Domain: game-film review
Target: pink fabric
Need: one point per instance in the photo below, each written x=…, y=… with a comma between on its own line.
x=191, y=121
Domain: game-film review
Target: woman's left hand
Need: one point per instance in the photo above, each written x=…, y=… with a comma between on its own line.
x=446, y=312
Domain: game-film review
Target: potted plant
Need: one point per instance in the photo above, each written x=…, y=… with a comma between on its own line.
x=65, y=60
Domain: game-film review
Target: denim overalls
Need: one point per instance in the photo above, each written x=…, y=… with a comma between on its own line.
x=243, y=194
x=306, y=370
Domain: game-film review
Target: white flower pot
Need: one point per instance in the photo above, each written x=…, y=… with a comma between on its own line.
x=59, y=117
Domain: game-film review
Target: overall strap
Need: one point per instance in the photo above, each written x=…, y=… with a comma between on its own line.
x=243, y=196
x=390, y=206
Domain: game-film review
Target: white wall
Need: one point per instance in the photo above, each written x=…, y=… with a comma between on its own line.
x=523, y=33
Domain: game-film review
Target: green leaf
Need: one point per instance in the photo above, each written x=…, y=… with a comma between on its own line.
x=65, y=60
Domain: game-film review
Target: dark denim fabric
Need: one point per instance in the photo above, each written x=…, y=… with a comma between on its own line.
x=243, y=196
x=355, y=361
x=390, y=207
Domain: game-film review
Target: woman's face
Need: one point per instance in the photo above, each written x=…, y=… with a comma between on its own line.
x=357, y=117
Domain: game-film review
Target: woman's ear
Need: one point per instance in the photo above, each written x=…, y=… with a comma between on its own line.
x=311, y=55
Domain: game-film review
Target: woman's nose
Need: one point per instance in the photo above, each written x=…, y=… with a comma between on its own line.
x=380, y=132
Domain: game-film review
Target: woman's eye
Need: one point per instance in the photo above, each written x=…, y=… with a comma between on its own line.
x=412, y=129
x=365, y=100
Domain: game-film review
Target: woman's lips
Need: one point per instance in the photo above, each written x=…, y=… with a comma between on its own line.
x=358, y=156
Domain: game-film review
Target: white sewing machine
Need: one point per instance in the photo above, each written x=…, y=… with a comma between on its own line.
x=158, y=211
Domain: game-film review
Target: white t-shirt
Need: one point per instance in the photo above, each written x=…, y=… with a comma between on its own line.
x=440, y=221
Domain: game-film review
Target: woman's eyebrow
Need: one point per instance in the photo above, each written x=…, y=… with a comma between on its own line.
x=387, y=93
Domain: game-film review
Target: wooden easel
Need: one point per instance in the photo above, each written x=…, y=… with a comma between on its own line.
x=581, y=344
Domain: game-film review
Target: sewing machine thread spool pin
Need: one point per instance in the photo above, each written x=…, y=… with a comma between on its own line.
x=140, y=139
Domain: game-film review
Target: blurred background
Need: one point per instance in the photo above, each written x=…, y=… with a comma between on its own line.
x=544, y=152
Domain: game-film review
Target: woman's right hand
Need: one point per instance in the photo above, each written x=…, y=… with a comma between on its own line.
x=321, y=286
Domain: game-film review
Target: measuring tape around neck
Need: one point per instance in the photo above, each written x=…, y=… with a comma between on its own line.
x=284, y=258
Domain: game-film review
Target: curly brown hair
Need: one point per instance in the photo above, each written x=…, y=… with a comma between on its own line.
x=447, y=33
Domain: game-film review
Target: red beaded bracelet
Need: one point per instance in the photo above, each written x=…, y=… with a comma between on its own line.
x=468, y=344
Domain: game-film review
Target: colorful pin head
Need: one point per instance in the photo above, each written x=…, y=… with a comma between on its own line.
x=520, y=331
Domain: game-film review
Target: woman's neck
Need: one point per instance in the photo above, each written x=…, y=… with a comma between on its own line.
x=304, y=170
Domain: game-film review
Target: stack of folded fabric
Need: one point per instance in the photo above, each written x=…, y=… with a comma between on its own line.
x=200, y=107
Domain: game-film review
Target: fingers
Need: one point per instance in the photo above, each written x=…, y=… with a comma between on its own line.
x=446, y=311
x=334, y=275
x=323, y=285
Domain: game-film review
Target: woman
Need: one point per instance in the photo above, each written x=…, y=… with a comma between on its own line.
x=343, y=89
...
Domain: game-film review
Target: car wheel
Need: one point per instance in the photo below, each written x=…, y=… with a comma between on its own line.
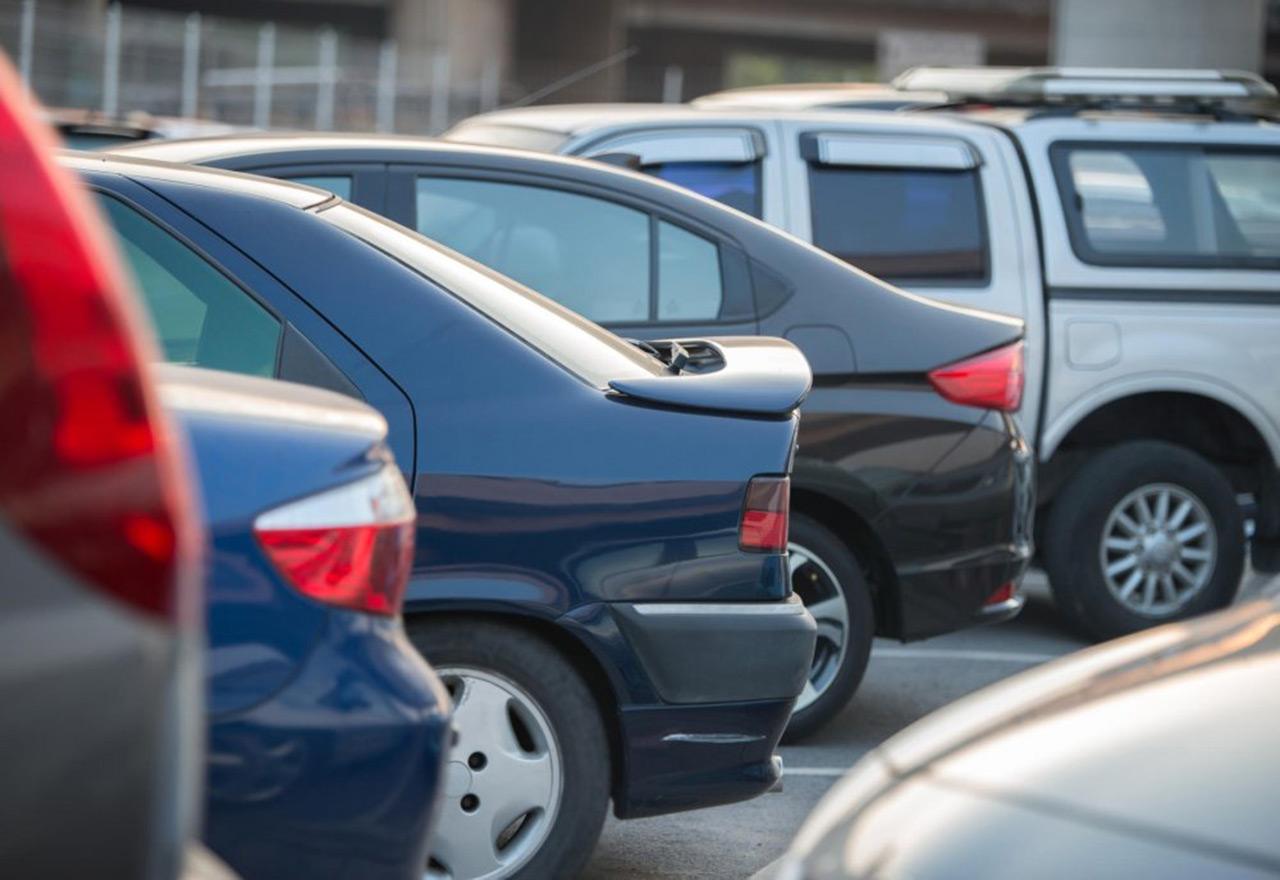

■ WHAT THE TASK REQUIRES
State how many lines of the data above contain the word "sewing", counting case, and give only the number.

■ TASK RESULT
2